Exercise objective
Copy all of the items below word for word, leaving the pictures out of your answer.

The data
-- BEGIN --

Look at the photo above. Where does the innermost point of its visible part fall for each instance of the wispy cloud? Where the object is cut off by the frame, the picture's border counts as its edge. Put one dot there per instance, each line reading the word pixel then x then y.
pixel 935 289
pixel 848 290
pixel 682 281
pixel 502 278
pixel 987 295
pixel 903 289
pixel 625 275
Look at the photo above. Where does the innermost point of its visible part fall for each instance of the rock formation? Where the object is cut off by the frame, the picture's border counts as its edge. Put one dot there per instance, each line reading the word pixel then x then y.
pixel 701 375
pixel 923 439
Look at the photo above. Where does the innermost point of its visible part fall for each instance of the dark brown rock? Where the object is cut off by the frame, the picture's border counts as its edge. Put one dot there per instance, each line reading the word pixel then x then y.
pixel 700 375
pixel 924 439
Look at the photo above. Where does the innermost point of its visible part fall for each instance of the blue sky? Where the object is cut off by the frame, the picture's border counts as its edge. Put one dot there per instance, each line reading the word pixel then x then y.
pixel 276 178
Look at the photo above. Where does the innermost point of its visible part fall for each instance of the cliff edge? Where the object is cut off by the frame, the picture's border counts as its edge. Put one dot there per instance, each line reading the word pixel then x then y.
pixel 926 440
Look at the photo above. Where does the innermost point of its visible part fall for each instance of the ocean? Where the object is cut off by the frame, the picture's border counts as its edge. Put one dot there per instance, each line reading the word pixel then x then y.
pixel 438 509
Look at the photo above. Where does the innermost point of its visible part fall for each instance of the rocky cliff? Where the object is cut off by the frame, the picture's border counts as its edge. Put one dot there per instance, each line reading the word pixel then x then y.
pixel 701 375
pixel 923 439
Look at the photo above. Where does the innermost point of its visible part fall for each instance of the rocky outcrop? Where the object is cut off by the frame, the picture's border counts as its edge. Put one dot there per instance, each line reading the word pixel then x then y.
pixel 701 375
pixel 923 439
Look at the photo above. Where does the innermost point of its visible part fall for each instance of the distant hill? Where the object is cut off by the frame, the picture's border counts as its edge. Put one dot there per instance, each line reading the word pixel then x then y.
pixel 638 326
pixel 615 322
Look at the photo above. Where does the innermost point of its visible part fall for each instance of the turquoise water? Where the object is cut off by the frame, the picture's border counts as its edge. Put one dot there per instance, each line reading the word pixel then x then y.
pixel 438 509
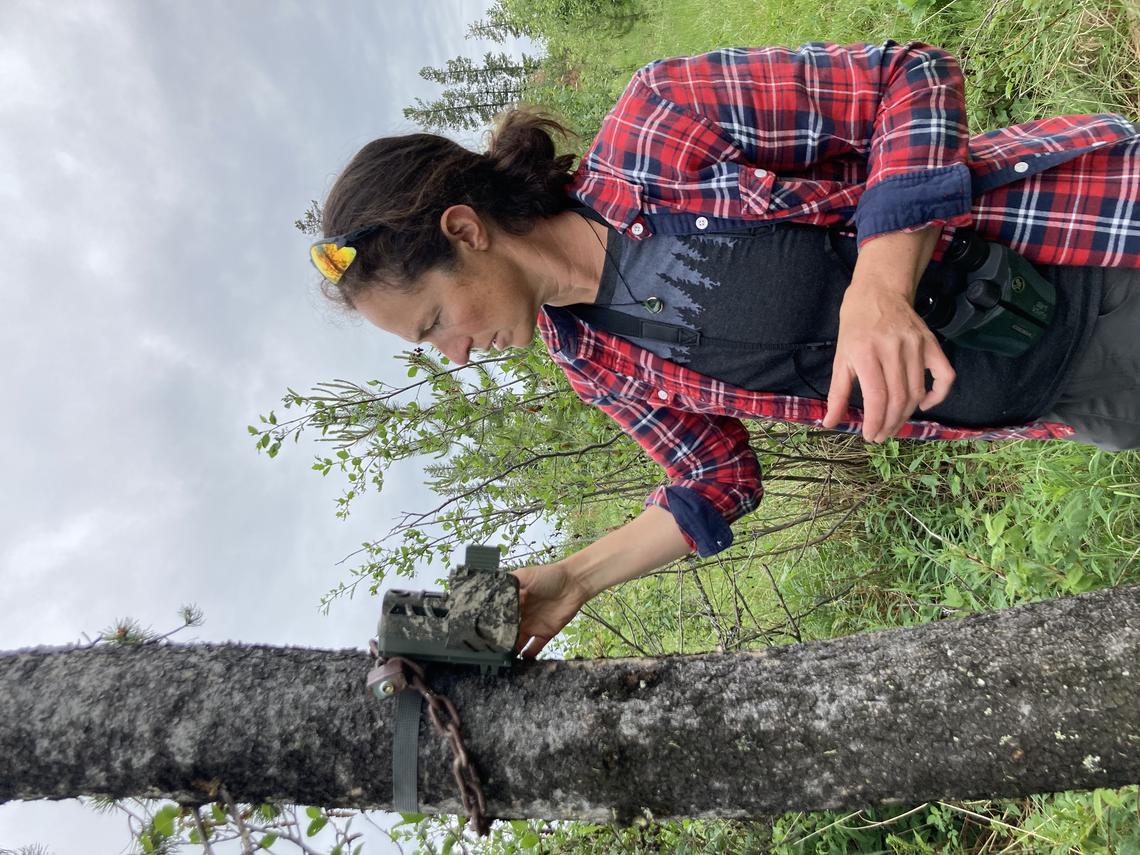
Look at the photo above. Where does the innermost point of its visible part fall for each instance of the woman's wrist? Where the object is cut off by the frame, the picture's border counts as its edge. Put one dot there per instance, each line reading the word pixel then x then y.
pixel 641 546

-- END --

Solved exercise
Look at the photo above. Where does the innermost point of its visible part fall for each instance of the wispy cloud? Where the object is cut off by the frame, the picture's border counts as its edge. Put one dot there per instance, each line reading the word pixel then x then y.
pixel 935 289
pixel 848 290
pixel 682 281
pixel 502 278
pixel 987 295
pixel 903 289
pixel 625 275
Look at the photo above. Where does the innermost point of its visible part fall for each instance of the rock formation? Where the object is cut off by the frame, the picture's border counts as its edge. Put one dot there per instance, each line reading the word pixel then x then y.
pixel 701 375
pixel 923 439
Look at the photo above. Where does the innermost point of its visible part fall for each instance of the dark brown rock? Where the object is cut off by the frame, the picture's border counts as its edge. Put one dot there per instance, each line reading the word pixel then x then y.
pixel 700 375
pixel 924 439
Look at the photo above. Where does the innermost point of its visible part fall for each instance of the blue sky? Where the object is cut off by the frame, the picture's border counts as its edge. Put one dot there per instance, each line reading the word pixel then x then y.
pixel 276 178
Look at the photo above. Where does the innermost point of its visible part fall for each instance of the cliff edge? Where the object is cut off by the frame, the picture's border counts as its edge. Put one dot there per instance, each line reading the word pixel then x then y.
pixel 926 440
Look at the photo above. Where does the innermost point of its visible part fall for each instance of the ocean? Where the object is cut off by the frame, the picture's border counts as its edge. Put one dot there per instance, each line reading the word pixel then x then y.
pixel 438 509
Look at the photo above. Where does the innermost point of its visible part fall for each instance of the rocky cliff? Where the object is cut off by the frame, the picture's border counts as its edge. Put one dot there per instance, each line reading the word pixel then x then y.
pixel 701 375
pixel 923 439
Look at the photo above. Where does the innermost point of its visible part fall for each instance of the rocky outcrop? Where the object is cut off by the frame, the picture's border counts as its edge. Put one dot there per instance, each line reading the word pixel then x then y.
pixel 701 375
pixel 923 439
Look at the photo above. Where does the innermost point of its visible part fall for each instance of the distant hill? Where the object is cut off by the frame, the picture's border counts as its edge. Put one dot there per instance, each line reading the word pixel then x then y.
pixel 638 326
pixel 615 322
Look at the photo above. Where does the innermost point of its visible part fall for each instance of the turquoise water? Where the object is cut off by the frame, the picture's border counts as its edge. Put one dot there per instance, each line reading the word pixel then x then y.
pixel 438 509
Look at the photo above. Where does the innermost point of its visible part fall for each instance of the woman's wrist? Where the object is cut off by the frame, the picture's border counts as its edge. Put one dot there per instance, each line reading the word pixel then x then y.
pixel 641 546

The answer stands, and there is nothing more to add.